O McKinsey Global Institute (MGI), braço de pesquisa económica e empresarial da consultora McKinsey & Company publicou recentemente mais um documento (“Lions on the move II: Realizing the potential of Africa’s economies”) focado na evolução económica e no desenvolvimento económico e social do continente africano. Apesar de notar o abrandamento do crescimento económico por diferentes razões o MGI continua, em termos globais, optimista quanto ao futuro de África. O documento que reporta a evolução económica recente de África foca sobretudo no potencial de crescimento do continente no médio-longo prazo e para tal, o MGI listou seis passos que devem ser tomados pelos governos africanos para que o potencial existente seja realizado.
A redução extrema das receitas fiscais petrolíferas provocaram um abanão na sociedade angolana e tem forçado o Governo a tomar medidas de austeridade com fortes reflexos na vida dos angolanos. Ademais, o país acordou para a necessidade de reformas estruturais para que sejam criadas as bases para a criação de uma economia menos dependente das exportações de petróleo. Olhando para os passos sugeridos pelo MGI fiz um exercício para tentar perceber até que ponto as políticas do nosso Governo estão alinhadas com os conselhos do MGI que procuram ajudar os países africanos a materializar o seu potencial.
1. Mobilizar Recursos Internos
O MGI sugere a afinação da máquina fiscal para aumentar as receitas com impostos do lado público e o aumento da taxa de penetração de seguros que ajudará a captar poupanças que por via dos agentes seguradores, investidores institucionais por natureza, poderão ser repassadas para a economia. Entre nós nota-se mais assertividade por parte do Ministério das Finanças através da Autoridade Geral Tributária (AGT) na cobrança de impostos e a receita fiscal não-petrolífera tem crescido. Contudo, a estratégia do Governo para fazer crescer a receita fiscal tem passado mais pelo aumento da carga fiscal do que pela melhoria da eficiência da máquina de cobrança, mesmo porque alguns elementos que podem melhorar a capacidade de cobrança estão fora da esfera de actuação da AGT como a dificuldade de registo de propriedade (Ministério da Justiça) e questões relacionadas com urbanismo e infra-estruturas (Ministérios da Construção e Urbanismo).
O Governo tem recorrido com frequência ao aumento de impostos indirectos para fazer face a perda de receitas vindas da exportação de petróleo e tributos aduaneiros relacionados com a importação de bens e serviços que está em queda. Uma das “medidas temporárias” foi a criação da Contribuição Especial sobre Operações Bancárias (CESOB) que incide sobre grande parte das transacções bancárias e contribuindo de forma relevante para a receita fiscal espera-se que se mantenha por mais algum tempo em linha com o que dizia Milton Friedman: “nada é mais permanente do que um programa governamental temporário”.
A maior reforma anunciada a nível fiscal é a introdução do IVA nos próximos tempos, mas o Governo tem que repensar a lógica dos incentivos fiscais que permite que grandes contribuintes como empresas de telecomunicações e de serviços financeiros como os bancos paguem tão pouco em imposto sobre lucros apesar de serem as actividades com lucros mais volumosos no sector terciário. Mantendo a actual situação, em que as grandes empresas melhor assessoradas conseguem descontos significativos na sua factura fiscal (isenção em muitos casos) sobrarão apenas as pequenas empresas que muitas vezes estão sufocadas em custos. Mais vale cobrar menos a todos do que cobrar muito aos que ganham pouco e nada aos que muito ganham.

• DADOS APRESENTADOS:
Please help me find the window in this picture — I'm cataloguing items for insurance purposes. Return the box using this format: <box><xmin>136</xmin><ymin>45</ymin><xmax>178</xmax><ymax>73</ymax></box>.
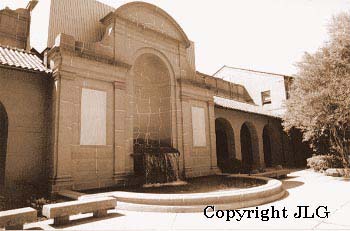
<box><xmin>192</xmin><ymin>107</ymin><xmax>207</xmax><ymax>147</ymax></box>
<box><xmin>80</xmin><ymin>88</ymin><xmax>107</xmax><ymax>145</ymax></box>
<box><xmin>261</xmin><ymin>91</ymin><xmax>272</xmax><ymax>105</ymax></box>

• OBJETIVO DA TAREFA: No excerto do texto, que tributo o Governo criou como uma das “medidas temporárias”?

• RESPOSTA ESPERADA: O Governo criou a Contribuição Especial sobre Operações Bancárias (CESOB), que incide sobre grande parte das transacções bancárias.